MATERIAL FOR THIS EXERCISE section start
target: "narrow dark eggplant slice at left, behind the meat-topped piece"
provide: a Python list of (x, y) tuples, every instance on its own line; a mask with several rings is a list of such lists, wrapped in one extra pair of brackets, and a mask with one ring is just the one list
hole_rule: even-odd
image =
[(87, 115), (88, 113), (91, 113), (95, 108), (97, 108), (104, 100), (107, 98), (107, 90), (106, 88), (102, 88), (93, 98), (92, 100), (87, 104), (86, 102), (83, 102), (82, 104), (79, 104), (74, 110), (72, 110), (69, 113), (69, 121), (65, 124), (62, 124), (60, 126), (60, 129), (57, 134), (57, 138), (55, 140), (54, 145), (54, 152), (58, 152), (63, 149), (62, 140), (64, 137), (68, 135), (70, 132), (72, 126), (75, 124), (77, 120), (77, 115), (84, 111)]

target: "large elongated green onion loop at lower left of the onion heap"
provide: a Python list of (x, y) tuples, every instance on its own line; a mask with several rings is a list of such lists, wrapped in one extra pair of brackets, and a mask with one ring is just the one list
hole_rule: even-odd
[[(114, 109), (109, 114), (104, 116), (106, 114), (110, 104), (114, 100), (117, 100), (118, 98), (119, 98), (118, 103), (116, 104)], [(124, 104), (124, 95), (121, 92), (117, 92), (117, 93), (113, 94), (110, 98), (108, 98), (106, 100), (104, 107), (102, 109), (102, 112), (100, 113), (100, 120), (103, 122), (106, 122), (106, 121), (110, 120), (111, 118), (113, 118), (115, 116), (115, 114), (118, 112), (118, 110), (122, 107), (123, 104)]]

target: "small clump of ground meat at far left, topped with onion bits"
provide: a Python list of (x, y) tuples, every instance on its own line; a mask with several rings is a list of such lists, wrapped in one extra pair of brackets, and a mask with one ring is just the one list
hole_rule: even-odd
MATERIAL FOR THIS EXERCISE section end
MATERIAL FOR THIS EXERCISE section start
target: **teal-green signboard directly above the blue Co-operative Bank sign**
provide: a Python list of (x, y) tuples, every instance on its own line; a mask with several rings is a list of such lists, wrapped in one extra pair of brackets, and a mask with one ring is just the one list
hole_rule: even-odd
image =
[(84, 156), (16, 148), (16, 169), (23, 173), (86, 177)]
MATERIAL FOR THIS EXERCISE section end
MATERIAL FOR THIS EXERCISE section start
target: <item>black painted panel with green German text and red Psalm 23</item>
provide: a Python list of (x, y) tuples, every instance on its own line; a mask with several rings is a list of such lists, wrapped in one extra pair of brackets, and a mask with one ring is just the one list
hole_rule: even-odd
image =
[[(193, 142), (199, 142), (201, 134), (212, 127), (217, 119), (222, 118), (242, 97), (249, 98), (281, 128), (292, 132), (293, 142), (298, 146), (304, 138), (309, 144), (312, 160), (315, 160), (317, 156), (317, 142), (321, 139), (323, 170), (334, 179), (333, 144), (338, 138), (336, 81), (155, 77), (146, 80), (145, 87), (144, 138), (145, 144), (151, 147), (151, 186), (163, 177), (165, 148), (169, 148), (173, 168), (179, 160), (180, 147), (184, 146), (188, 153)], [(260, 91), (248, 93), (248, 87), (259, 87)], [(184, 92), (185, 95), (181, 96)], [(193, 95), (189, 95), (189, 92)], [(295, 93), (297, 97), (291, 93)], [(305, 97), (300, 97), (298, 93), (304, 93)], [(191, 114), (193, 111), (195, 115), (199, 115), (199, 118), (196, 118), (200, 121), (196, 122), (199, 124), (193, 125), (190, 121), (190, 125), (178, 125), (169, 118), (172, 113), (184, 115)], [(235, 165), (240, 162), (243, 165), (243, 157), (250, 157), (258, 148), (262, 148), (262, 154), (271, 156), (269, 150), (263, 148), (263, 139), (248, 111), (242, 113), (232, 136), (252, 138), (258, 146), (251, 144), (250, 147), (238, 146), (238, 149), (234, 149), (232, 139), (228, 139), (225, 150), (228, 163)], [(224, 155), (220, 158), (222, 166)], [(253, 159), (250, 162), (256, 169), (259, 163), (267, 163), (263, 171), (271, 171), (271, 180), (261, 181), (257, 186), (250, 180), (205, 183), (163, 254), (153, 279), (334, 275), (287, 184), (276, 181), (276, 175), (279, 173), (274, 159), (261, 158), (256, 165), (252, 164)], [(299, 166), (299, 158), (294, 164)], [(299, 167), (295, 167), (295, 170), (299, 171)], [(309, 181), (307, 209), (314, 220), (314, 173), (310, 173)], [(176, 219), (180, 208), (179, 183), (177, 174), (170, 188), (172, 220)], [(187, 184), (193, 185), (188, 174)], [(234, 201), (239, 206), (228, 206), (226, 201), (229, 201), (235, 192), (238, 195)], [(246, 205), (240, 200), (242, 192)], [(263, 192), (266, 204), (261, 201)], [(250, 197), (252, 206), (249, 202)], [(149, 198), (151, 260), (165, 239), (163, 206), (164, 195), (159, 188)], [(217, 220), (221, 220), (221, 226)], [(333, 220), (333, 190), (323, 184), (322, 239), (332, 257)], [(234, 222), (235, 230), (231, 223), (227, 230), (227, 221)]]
MATERIAL FOR THIS EXERCISE section end
State the number of lines in this listing that contain the string "left", and add nothing else.

3